**Spatial localization data:**
Content starts

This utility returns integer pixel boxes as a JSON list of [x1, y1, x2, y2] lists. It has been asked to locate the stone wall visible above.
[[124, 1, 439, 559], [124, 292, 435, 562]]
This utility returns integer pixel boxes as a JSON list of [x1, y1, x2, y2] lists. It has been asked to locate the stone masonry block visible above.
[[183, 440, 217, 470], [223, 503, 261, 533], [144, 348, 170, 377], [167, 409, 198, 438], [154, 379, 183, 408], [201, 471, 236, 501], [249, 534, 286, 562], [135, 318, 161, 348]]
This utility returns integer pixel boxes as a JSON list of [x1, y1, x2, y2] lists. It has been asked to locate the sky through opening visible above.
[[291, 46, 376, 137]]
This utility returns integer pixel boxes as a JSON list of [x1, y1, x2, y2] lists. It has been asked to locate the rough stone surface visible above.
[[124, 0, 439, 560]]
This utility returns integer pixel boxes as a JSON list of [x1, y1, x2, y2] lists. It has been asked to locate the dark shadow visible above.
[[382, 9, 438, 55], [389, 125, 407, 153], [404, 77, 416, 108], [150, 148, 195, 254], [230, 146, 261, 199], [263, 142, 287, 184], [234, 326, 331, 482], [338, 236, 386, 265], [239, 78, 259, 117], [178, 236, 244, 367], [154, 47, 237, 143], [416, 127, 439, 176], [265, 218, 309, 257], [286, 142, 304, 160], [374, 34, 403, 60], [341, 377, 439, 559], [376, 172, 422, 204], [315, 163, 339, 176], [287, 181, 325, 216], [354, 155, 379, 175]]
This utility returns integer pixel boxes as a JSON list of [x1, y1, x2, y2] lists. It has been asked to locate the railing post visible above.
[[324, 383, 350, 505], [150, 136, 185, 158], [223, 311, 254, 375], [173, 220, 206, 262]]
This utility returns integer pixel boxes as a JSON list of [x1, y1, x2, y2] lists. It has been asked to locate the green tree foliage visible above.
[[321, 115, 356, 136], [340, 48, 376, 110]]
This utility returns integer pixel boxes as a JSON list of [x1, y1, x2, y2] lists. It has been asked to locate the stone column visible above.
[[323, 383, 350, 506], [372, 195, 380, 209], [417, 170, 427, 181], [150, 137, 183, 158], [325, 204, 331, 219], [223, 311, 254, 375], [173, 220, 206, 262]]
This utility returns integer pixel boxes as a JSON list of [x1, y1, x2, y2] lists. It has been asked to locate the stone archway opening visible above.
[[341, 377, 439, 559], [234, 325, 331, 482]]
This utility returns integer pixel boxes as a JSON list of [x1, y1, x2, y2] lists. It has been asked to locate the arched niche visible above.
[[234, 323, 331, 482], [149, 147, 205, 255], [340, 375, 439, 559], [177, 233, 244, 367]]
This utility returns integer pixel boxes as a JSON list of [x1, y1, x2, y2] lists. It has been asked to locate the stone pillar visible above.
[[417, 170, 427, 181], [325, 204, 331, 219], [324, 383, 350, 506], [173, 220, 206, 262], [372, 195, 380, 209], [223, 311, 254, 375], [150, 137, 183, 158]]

Content ends

**The problem:** Copy exactly, and only, the lines from the line that contains "archway opening visible above." through the end of the data above.

**Solution:**
This utility returns integer pixel boxes as a JSON list of [x1, y1, x2, y2] lists. It has been asked to locate the stone archway opening visible above.
[[341, 377, 439, 559], [234, 325, 331, 482]]
This utility returns integer pixel boxes as a JSON list of [x1, y1, x2, y2] lists. It has been asked to locate the arched niche visible above.
[[234, 323, 331, 482], [149, 147, 205, 255], [340, 375, 439, 559], [177, 233, 244, 367]]
This utility returns integer pixel boxes as a JSON list of [x1, y1, x2, y2] lists. It has been asked to locate the stone pillar visible above.
[[417, 170, 427, 181], [325, 204, 331, 219], [324, 383, 350, 506], [173, 220, 206, 262], [372, 195, 380, 209], [223, 311, 254, 375], [150, 137, 183, 158]]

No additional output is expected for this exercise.